■ **EXERCISE GOAL**
Repeat every line below exactly, word for word.

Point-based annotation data
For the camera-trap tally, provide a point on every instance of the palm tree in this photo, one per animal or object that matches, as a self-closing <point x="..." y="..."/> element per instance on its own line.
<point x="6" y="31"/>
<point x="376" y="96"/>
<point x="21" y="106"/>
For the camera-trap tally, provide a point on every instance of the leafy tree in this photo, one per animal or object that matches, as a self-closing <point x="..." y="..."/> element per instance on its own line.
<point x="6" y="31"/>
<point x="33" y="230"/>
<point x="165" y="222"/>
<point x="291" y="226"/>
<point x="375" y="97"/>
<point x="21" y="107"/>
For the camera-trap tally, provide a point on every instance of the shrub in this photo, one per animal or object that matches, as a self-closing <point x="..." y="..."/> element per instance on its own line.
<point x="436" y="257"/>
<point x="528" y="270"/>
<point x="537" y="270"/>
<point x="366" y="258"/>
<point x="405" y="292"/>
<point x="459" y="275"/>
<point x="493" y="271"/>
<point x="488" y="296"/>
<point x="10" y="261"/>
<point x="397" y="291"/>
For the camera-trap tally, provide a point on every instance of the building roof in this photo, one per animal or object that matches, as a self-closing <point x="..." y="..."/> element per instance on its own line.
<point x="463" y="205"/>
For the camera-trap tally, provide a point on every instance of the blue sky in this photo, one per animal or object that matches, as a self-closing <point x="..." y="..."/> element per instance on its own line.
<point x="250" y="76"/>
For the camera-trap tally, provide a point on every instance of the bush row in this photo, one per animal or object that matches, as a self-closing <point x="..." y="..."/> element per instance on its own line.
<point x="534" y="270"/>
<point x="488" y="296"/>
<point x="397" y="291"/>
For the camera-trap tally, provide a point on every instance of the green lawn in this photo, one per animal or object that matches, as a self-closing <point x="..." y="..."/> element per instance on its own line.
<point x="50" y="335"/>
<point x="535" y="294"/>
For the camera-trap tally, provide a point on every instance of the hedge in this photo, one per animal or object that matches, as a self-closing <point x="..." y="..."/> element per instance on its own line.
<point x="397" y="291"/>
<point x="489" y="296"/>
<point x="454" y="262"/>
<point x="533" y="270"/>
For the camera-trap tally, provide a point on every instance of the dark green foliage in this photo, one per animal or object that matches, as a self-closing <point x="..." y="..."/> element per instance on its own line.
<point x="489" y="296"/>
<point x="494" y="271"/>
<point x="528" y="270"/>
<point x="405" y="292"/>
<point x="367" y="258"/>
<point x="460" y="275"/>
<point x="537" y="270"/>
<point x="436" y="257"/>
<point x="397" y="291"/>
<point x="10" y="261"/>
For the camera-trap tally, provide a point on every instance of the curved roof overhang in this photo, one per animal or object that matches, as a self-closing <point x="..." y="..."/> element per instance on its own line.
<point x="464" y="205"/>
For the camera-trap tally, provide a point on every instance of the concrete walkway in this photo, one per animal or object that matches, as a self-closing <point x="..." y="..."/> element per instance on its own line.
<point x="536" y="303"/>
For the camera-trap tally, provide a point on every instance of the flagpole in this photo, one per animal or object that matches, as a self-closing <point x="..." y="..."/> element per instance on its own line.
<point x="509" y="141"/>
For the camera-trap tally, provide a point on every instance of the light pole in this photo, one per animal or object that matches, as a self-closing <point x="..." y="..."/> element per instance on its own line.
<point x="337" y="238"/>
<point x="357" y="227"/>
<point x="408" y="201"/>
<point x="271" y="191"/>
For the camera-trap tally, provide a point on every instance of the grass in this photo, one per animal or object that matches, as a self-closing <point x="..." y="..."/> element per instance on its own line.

■ **COMPLETED TASK**
For the camera-trap tally, provide a point on every instance of the palm tree in this photo, one per animal or object that matches, as a self-closing <point x="..." y="..."/> element per instance on its own line.
<point x="6" y="31"/>
<point x="376" y="96"/>
<point x="21" y="106"/>
For the camera-trap tally, provide a point on every instance of the leafy tree in this photo, one per animal or object that matches, as a self-closing <point x="..." y="..."/> element per instance on its own line.
<point x="6" y="31"/>
<point x="33" y="230"/>
<point x="165" y="222"/>
<point x="291" y="226"/>
<point x="375" y="97"/>
<point x="21" y="107"/>
For the camera-trap tally, provide a point on every instance of the shrub in this photo, one per animal or object that matches, as a self-closing <point x="..." y="..."/> element per instance on its own line.
<point x="436" y="257"/>
<point x="528" y="270"/>
<point x="537" y="270"/>
<point x="366" y="258"/>
<point x="405" y="292"/>
<point x="459" y="275"/>
<point x="493" y="271"/>
<point x="488" y="296"/>
<point x="10" y="261"/>
<point x="397" y="291"/>
For the camera-trap tally, provide a point on every instance of the building roof in this photo, one per animal or object that matches, as a self-closing <point x="..." y="..."/> element per instance on its own line.
<point x="463" y="205"/>
For the camera-trap tally, provide a point on every instance of the blue sky in this photo, one per animal or object that matches, as a self-closing <point x="..." y="..."/> element per instance on its own line.
<point x="250" y="76"/>
For the camera-trap tally, provide a point on every instance of the bush row in this photo, one per animal or object that matches, as a self-closing <point x="..." y="..."/> element per instance on its own line.
<point x="534" y="270"/>
<point x="488" y="296"/>
<point x="397" y="291"/>
For the camera-trap tally, provide a point on every instance of the green lawn in this photo, one per animal or object that matches, as a self-closing <point x="..." y="..."/> element per instance on its own line.
<point x="50" y="335"/>
<point x="535" y="294"/>
For the camera-trap tally, provide a point on every instance of the hedge in this photo, one per animal or object that matches, as a self-closing <point x="..." y="..."/> element per instance on its own line.
<point x="397" y="291"/>
<point x="489" y="296"/>
<point x="454" y="262"/>
<point x="533" y="270"/>
For the camera-trap tally, provide a point on every instance of the dark green foliage in this photo, one per animal or object that matches, as a self-closing <point x="..." y="..."/> element per instance on its own line.
<point x="489" y="296"/>
<point x="494" y="271"/>
<point x="528" y="270"/>
<point x="405" y="292"/>
<point x="367" y="258"/>
<point x="460" y="275"/>
<point x="537" y="270"/>
<point x="436" y="257"/>
<point x="397" y="291"/>
<point x="10" y="261"/>
For the camera-trap tally, provide a point on every instance of the curved roof overhang in this photo, one per animal or object that matches, as a self-closing <point x="..." y="..."/> element per instance on its own line.
<point x="464" y="205"/>
For the camera-trap tally, provide a point on every instance of the concrete walkway in this photo, one per animal or object that matches, as a self-closing <point x="..." y="..."/> element per instance on its own line.
<point x="536" y="303"/>
For the camera-trap tally, provide a point on every instance of the flagpole in this photo, one per animal or object that matches, as a self-closing <point x="..." y="..."/> element per instance on its own line.
<point x="509" y="141"/>
For the camera-trap tally, provide a point on every instance of the light pole in this photo, one per animal or object that matches, as a self-closing <point x="..." y="..."/> element per instance on its own line.
<point x="337" y="238"/>
<point x="357" y="227"/>
<point x="408" y="201"/>
<point x="271" y="191"/>
For the camera-trap tally, provide a point on every instance of the grass in this photo, one per animal or object that matches, as a self-closing <point x="..." y="..."/> element per instance on its own line.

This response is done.